GIVEN PROBLEM: In the entries below, change each "integer pixel coordinates" to "whole-number pixel coordinates" and leave every other part of the lines as it is.

======== EXCERPTED RECORDS

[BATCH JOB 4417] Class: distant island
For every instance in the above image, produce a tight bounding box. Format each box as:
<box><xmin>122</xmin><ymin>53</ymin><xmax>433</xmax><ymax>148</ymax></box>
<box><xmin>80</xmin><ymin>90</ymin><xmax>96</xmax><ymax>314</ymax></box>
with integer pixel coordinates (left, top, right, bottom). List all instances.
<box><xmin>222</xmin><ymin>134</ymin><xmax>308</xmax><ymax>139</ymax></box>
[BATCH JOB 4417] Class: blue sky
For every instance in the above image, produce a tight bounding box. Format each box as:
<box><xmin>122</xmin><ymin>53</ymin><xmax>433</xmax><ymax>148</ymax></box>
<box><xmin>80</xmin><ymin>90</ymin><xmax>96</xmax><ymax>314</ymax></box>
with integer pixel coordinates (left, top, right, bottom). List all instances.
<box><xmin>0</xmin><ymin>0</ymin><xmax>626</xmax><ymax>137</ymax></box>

================

TASK ANSWER:
[BATCH JOB 4417] Class: distant island
For every instance in the above image, produce a tight bounding box. Format each box as:
<box><xmin>122</xmin><ymin>53</ymin><xmax>433</xmax><ymax>148</ymax></box>
<box><xmin>80</xmin><ymin>90</ymin><xmax>96</xmax><ymax>314</ymax></box>
with whole-number pixel coordinates (left, top, right, bottom). List all instances.
<box><xmin>222</xmin><ymin>134</ymin><xmax>308</xmax><ymax>139</ymax></box>
[BATCH JOB 4417] Class: blue sky
For every instance in the above image, produce a tight bounding box. Format each box as:
<box><xmin>122</xmin><ymin>53</ymin><xmax>433</xmax><ymax>148</ymax></box>
<box><xmin>80</xmin><ymin>90</ymin><xmax>96</xmax><ymax>314</ymax></box>
with whole-number pixel coordinates (left, top, right, bottom). List all instances.
<box><xmin>0</xmin><ymin>0</ymin><xmax>626</xmax><ymax>137</ymax></box>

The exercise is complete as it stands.